TASK DESCRIPTION -
Starting at the line that contains "Annotation task — pin every instance of the antenna", quote every line through the end of the entries, word for word, skipping the pictures.

RECORDS SUPPLIED -
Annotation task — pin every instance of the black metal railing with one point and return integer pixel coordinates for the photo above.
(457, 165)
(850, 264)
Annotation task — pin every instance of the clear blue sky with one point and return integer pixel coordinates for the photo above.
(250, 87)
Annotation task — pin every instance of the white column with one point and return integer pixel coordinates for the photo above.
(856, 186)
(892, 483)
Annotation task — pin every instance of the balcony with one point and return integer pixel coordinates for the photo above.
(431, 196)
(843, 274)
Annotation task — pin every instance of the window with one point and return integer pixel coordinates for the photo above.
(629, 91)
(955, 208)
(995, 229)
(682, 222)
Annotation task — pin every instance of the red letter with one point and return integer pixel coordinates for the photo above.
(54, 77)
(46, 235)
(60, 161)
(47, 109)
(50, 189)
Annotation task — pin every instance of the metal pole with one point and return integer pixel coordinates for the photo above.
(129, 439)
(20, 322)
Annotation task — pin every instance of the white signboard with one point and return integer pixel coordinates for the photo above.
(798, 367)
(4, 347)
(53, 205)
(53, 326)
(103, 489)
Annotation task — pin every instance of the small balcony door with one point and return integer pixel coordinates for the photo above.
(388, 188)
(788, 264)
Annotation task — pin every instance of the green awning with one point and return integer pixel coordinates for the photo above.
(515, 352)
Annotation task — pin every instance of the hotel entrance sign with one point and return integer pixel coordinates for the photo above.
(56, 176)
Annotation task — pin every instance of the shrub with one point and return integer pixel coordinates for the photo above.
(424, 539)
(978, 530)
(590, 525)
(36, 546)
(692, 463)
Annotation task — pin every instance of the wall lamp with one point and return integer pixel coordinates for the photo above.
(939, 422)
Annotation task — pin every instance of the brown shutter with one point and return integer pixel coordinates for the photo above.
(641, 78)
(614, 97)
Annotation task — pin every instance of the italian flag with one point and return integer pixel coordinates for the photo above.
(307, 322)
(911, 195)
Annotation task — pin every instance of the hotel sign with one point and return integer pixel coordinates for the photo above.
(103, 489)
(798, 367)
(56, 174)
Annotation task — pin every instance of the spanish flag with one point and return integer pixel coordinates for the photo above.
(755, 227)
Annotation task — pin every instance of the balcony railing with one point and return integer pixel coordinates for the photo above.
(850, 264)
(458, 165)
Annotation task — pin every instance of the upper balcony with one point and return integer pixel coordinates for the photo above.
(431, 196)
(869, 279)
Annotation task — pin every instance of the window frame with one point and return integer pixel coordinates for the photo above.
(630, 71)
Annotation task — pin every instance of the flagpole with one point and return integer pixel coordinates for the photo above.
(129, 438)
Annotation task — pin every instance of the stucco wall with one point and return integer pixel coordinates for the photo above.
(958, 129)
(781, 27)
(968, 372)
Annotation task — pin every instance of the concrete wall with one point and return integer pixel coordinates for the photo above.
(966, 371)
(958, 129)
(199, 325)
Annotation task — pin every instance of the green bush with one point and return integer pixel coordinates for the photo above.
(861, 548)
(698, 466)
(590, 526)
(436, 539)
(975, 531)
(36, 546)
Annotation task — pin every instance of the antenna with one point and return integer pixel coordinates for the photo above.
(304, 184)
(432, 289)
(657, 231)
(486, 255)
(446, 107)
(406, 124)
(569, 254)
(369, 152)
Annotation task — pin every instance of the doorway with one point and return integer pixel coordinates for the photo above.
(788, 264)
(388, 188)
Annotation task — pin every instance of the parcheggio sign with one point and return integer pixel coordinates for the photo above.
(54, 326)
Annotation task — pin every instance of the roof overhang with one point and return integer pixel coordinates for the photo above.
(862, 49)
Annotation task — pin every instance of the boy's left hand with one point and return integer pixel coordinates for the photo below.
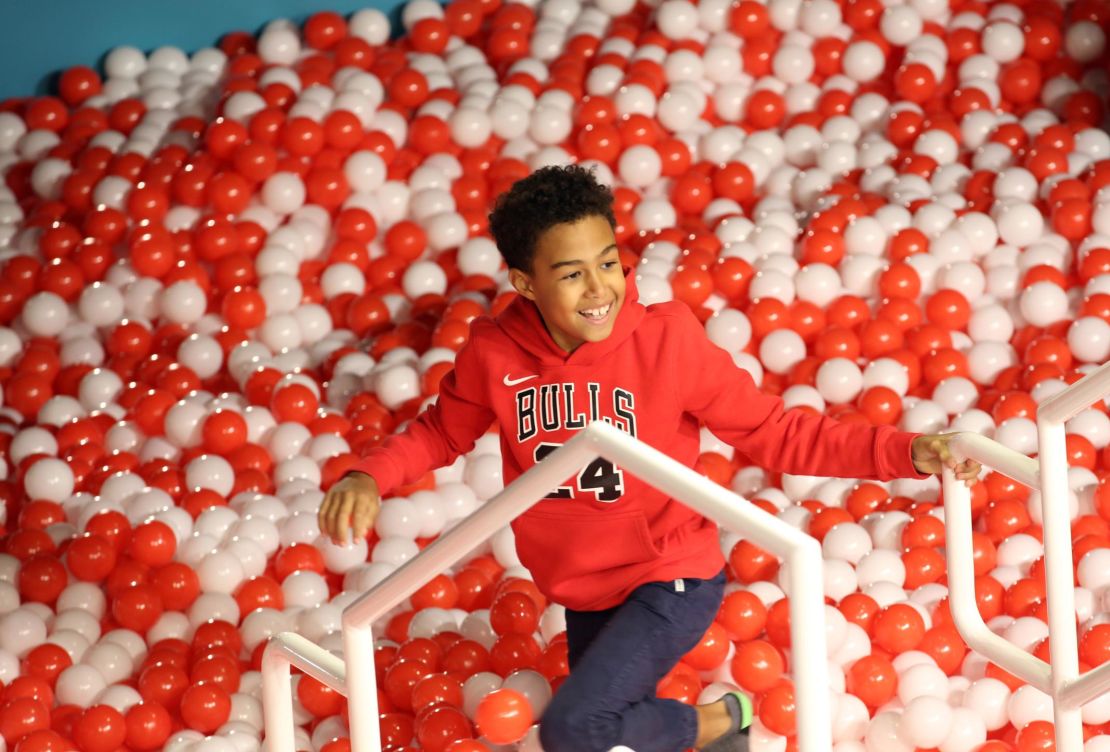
(931, 453)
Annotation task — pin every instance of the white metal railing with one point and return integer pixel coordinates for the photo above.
(1060, 679)
(356, 679)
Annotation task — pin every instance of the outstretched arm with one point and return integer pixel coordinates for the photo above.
(725, 398)
(437, 435)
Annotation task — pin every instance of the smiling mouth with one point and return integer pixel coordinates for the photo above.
(598, 314)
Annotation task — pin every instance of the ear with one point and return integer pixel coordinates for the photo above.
(522, 282)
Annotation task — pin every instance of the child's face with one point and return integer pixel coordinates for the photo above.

RESULT -
Annotation task — pin every instance of the antenna with one point and return integer pixel coordinates for the photo above.
(304, 184)
(432, 289)
(657, 231)
(486, 255)
(446, 107)
(406, 124)
(569, 254)
(369, 152)
Annotation task — pin every instance of the doorway with one point and return integer pixel coordinates for the photo above.
(788, 264)
(388, 188)
Annotation task — pin every instance of the parcheggio sign with one point and return integer pixel coordinates for the photo above.
(54, 326)
Annotation task — pin every instance of the roof overhang with one point and return integer pixel coordinates for the photo above.
(862, 49)
Annotation task — pin every instance of the boy's left hand with one point and return integer pixel coordinates for the photo below.
(931, 453)
Annotation task — pin every instance of the white metal railing with one point and return integer pixel coordinates for the photo above.
(1060, 679)
(356, 679)
Annotation task — pin every instance of the outstretched arm with one point and return integer pixel coordinates for the photo above.
(725, 398)
(437, 435)
Annotation task — pin every instance of the smiling mouth with one point and return integer pixel coordinates for the photo above.
(598, 314)
Annotation task — pin every instance of the ear with one point and return integer pixel coordinates for the photo above.
(522, 282)
Annotation task — pin every instance of the child's face with one point and return integer pixel coordinates for the photo above.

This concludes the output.